本文:
══════

脳脊髄液減少症 教職員対象の研修実施へ

病気への理解深めて
公明府議が“橋渡し役”に



脳脊髄液減少症に対する要望書を大阪府に提出する患者会と公明府議






大阪府は5月7日に、特定非営利活動法人NPO法人)「脳脊髄液減少症患者・家族支援協会」の中井宏代表理事を講師に招き、脳脊髄液減少症を発症した児童・生徒への配慮などを学ぶ研修を開催する。府立学校の教職員や、各市町村教育委員会の指導主事らを対象にした安全講習会の一コマとして行うもの。府が研修実施を決めたのは、府議公明党の尽力によって、府側と患者団体の懇談会が行われたことがきっかけとなった。

 脳脊髄液減少症は、交通事故やスポーツ外傷など、頭部や全身への強い衝撃によって脳脊髄液が慢性的に漏れ続け、頭痛やめまい、吐き気、視力低下、うつ、全身倦怠感など、さまざまな症状が複合的に表れる病気だ。

 研修開催のきっかけとなった府との懇談会は3月31日、「脳脊髄液減少症大阪府患者会」(長野豊代表)が大阪府庁を訪れ、橋下徹知事などにあてた「脳脊髄液減少症に対する要望書」と3557人の署名簿を提出した際に行われた。

══════

やること:
1. 脳脊髄液減少症の記事で、この病気の症状として挙がっているものをすべて書き出してください。
2. 脳脊髄液減少症の記事の内容を2文でまとめてください。
3. 脳脊髄液減少症の記事の続きを、最後の文のあとから書き進めてください。

与えられた項目:
══════

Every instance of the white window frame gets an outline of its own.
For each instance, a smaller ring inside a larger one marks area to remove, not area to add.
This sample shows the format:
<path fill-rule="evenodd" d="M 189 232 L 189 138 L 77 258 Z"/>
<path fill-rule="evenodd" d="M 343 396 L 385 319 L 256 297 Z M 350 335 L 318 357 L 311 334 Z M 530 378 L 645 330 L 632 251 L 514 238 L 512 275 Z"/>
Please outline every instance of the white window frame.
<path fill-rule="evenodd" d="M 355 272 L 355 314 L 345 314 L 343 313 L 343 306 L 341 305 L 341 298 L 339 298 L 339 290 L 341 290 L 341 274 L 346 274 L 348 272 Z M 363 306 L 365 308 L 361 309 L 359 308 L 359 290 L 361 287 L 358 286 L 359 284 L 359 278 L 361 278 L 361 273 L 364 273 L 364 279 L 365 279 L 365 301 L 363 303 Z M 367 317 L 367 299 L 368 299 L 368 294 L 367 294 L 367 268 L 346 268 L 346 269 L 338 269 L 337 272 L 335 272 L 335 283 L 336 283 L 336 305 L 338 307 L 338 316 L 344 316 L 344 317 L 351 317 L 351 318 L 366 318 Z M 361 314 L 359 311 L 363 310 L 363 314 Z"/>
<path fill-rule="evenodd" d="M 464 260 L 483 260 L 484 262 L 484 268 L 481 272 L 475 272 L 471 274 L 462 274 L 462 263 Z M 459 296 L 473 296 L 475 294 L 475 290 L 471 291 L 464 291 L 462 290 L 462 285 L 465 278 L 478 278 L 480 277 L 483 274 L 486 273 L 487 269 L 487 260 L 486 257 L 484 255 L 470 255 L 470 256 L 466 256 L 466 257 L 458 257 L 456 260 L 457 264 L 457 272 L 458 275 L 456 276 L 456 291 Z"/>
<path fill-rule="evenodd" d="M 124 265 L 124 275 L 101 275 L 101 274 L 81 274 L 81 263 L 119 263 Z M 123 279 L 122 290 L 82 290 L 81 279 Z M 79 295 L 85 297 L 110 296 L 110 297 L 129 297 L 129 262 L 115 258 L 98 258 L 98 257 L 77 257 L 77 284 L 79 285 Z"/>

══════

それぞれの答え:
1. 頭痛、めまい、吐き気、視力低下、うつ、全身倦怠感

2. 大阪府は5月7日に、脳脊髄液減少症を発症した児童・生徒への配慮などを学ぶ研修を、府立学校の教職員や各市町村教育委員会の指導主事らを対象に開く。きっかけは、府議公明党の尽力で3月31日に行われた府と患者団体の懇談会だった。

3.
 これには、府議公明党の谷口昌隆、三宅史明、長田公子の各議員、「脳脊髄液減少症患者・家族支援協会」の中井代表理事らが同席した。

 席上、中井代表理事や谷口議員らは、3月末時点で全国の半数以上の府県がホームページに脳脊髄液減少症の関係情報を掲載していることを力説。「大阪府も知事の政治決断で、できるだけ早く掲載してもらいたい」と強調した上で、(1)府内の全学校への周知徹底(2)教員を対象にした研修の実施(3)子どもの患者の学校生活への支援(4)同症治療の保険適用実現への尽力――の4点を要望した。

 この後、患者らが自身の体験を発表。

 このうち今春、府立高校を卒業した屋我絵里衣さんは、「中学1年生の時に発症した。周囲の理解も得られず、心身ともに疲れ果て悩み抜いたが、高校は先生や友達の協力で卒業することができた」と述懐。同じように悩んでいる人に、一日も早くこの病気の存在を知ってもらえるよう、「行政から情報発信を」と訴えた。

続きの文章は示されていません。